> [文書の抜粋]:

品質管理エンジニアの仕事内容、やりがい、未経験からなるには
品質管理エンジニアとはどのような仕事なのでしょうか? 未経験の人にも分かりやすいよう、仕事内容からやりがい、厳しさ、未経験から転職するにはどうしたらいいか詳しく解説します。
品質管理エンジニアの主な仕事内容
品質管理エンジニアは、生産された製品の品質をチェックする仕事です。発注者の希望通りの品質に保たれているかを確認します。「お客様に提供する製品の品質を保証する役目」という性質上、製品の生産工程における責任者として大きな責任を担う職種です。企業によっては、発注者と品質に関するコミュニケーションを取る仕事を品質保証エンジニアと呼び、品質管理エンジニアと職種を分けることもあります。
具体的な仕事内容は、製品の品質をプロセスごとに検査し、「不良品が多い」、「製品の品質が不十分」などといった問題点が見つかった場合には、設計工程から生産工程までを見直し、担当者と打ち合わせを重ねながら製品の品質を改善させていきます。
製品の品質は、一般的にQC(Quality Controlの頭文字をとった略語)の七つ道具を用いて管理・分析を行います。具体的には、「パレート図(棒グラフおよび折れ線グラフ)」、「グラフ(統計グラフ)」、「ヒストグラム(柱状グラフ)」、「散布図」、「チェックシート」、「管理図」、「特性要因図」といった手法を用いて、製造現場におけるPDCAサイクルを回します。

収集されたデータ項目
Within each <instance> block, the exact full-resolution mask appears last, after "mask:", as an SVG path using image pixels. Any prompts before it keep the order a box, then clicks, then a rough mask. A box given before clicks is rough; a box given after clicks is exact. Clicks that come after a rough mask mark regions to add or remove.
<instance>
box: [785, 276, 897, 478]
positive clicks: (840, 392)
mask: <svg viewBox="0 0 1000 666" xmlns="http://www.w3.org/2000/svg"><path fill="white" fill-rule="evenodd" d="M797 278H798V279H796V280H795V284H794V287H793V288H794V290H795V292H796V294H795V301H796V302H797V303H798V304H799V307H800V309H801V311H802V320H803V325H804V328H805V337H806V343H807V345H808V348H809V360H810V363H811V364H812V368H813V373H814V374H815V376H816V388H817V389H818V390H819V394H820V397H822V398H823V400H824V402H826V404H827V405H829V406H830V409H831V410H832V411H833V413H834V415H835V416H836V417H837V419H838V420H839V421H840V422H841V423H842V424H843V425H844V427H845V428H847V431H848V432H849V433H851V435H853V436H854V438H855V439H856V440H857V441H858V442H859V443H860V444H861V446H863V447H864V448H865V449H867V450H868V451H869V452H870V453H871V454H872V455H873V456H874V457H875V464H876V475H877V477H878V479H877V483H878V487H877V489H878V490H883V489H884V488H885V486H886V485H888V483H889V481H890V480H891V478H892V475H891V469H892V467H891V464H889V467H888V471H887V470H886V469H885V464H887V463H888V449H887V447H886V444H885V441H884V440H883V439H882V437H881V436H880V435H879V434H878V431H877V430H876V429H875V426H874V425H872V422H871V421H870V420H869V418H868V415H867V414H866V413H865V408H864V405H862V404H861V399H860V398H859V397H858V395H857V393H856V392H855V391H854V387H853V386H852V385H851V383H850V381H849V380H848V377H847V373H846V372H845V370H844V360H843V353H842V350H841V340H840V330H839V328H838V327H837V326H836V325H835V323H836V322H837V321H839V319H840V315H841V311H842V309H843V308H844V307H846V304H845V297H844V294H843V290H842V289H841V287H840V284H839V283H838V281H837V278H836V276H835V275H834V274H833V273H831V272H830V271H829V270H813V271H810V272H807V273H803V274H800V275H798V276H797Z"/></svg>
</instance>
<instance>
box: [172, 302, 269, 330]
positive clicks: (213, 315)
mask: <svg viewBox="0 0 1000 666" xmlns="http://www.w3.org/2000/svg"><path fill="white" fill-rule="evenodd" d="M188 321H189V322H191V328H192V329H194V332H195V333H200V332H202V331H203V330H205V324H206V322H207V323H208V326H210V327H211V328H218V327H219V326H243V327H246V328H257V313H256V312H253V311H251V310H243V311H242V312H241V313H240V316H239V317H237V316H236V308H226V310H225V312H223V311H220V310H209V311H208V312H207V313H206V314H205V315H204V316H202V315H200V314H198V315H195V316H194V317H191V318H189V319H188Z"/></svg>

> [演習問題]:
[1] 次の(a)〜(c)が品質管理エンジニアの解説文の内容と一致するかを判断してください。それぞれ「はい」か「いいえ」で答え、判断の根拠となる解説文の語句をそのまま引用してください。
(a) 品質管理エンジニアは、製品の生産工程における責任者として大きな責任を担う職種である。
(b) どの企業でも、品質保証エンジニアと品質管理エンジニアは同じ職種として扱われる。
(c) QCの七つ道具には散布図が含まれる。
[2] 品質管理エンジニアの解説文に基づいて、次の問いに答えてください。
(a) QCは何の頭文字をとった略語ですか。
(b) 問題点が見つかった場合、どの工程からどの工程までを見直しますか。
(c) QCの七つ道具などの手法を用いて、製造現場で何を回しますか。
[3] 品質管理エンジニアの解説文でQCの七つ道具として挙げられている手法をすべて書き出してください。
これらのレコードは、品質管理エンジニアの解説文とは関係がありません。

> [各問の解答]:
[1]
(a) はい。『製品の生産工程における責任者として大きな責任を担う職種です』
(b) いいえ。『企業によっては、発注者と品質に関するコミュニケーションを取る仕事を品質保証エンジニアと呼び、品質管理エンジニアと職種を分けることもあります』
(c) はい。『「散布図」』

[2]
(a) Quality Control
(b) 設計工程から生産工程まで
(c) PDCAサイクル

[3]
パレート図(棒グラフおよび折れ線グラフ)
グラフ(統計グラフ)
ヒストグラム(柱状グラフ)
散布図
チェックシート
管理図
特性要因図